*Problem description*
Repeat each line of the material exactly.
──────── Dataset content
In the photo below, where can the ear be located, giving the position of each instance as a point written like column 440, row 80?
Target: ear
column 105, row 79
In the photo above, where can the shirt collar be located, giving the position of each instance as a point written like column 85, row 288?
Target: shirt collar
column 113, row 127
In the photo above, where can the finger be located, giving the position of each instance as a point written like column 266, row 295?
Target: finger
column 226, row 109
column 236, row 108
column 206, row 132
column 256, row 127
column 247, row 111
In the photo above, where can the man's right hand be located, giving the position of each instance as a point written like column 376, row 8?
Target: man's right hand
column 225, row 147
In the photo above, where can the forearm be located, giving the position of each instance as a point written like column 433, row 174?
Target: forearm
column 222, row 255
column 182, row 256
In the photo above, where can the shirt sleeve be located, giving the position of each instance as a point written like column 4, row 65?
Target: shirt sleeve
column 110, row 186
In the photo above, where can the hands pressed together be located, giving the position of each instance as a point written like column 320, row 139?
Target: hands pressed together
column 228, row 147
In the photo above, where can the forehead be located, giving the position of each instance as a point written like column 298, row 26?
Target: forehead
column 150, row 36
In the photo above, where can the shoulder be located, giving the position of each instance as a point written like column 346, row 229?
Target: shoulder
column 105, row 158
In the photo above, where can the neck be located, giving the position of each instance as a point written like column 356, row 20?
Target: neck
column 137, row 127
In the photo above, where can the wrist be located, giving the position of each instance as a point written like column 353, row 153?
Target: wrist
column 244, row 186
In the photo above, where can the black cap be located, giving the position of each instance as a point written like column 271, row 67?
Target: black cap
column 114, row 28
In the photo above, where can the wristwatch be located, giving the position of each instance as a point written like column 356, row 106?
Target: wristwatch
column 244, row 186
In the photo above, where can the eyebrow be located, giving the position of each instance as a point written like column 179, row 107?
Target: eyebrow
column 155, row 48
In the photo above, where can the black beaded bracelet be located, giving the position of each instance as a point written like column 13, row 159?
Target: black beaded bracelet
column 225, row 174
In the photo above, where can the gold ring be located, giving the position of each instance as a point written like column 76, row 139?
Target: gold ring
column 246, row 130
────────────────
*Response*
In the photo below, where can the ear be located, giving the position of each instance as a point written like column 440, row 80?
Target: ear
column 105, row 79
In the photo above, where can the shirt collar be located, giving the position of each instance as a point written like column 85, row 288?
Target: shirt collar
column 113, row 127
In the photo above, where can the finger be located, giving the position of each instance as a point written like column 266, row 295?
Target: finger
column 226, row 109
column 236, row 108
column 206, row 132
column 256, row 127
column 247, row 111
In the photo above, where can the man's right hand be located, giving the position of each instance as a point written like column 376, row 8?
Target: man's right hand
column 225, row 147
In the photo above, where can the forearm be located, giving the position of each instance as a point written like column 433, row 174?
Target: forearm
column 222, row 255
column 182, row 256
In the photo above, where can the shirt sleeve be located, giving the position of each instance as a point written like column 4, row 65?
Target: shirt sleeve
column 110, row 186
In the photo above, where can the hands pressed together be located, giving the position of each instance as a point written like column 320, row 139?
Target: hands pressed together
column 228, row 147
In the photo above, where can the forehead be located, giving the position of each instance as a point written like column 298, row 26?
Target: forehead
column 150, row 36
In the photo above, where can the shoulder be located, giving the position of each instance as a point written like column 346, row 229?
Target: shoulder
column 105, row 158
In the photo above, where can the neck be located, giving the position of each instance as a point written like column 356, row 20?
Target: neck
column 137, row 127
In the photo above, where can the wrist be located, giving the position of each instance as a point written like column 353, row 153?
Target: wrist
column 244, row 186
In the photo above, where can the black cap be located, giving the position of each instance as a point written like column 271, row 67?
Target: black cap
column 114, row 28
In the photo above, where can the wristwatch be located, giving the position of each instance as a point written like column 356, row 106?
Target: wristwatch
column 244, row 186
In the photo above, where can the eyebrow be located, giving the position of each instance as a point written like column 179, row 107?
Target: eyebrow
column 155, row 48
In the photo above, where can the black beaded bracelet be located, giving the position of each instance as a point written like column 13, row 159?
Target: black beaded bracelet
column 225, row 174
In the photo above, where can the gold ring be located, giving the position of each instance as a point written like column 76, row 139?
Target: gold ring
column 246, row 130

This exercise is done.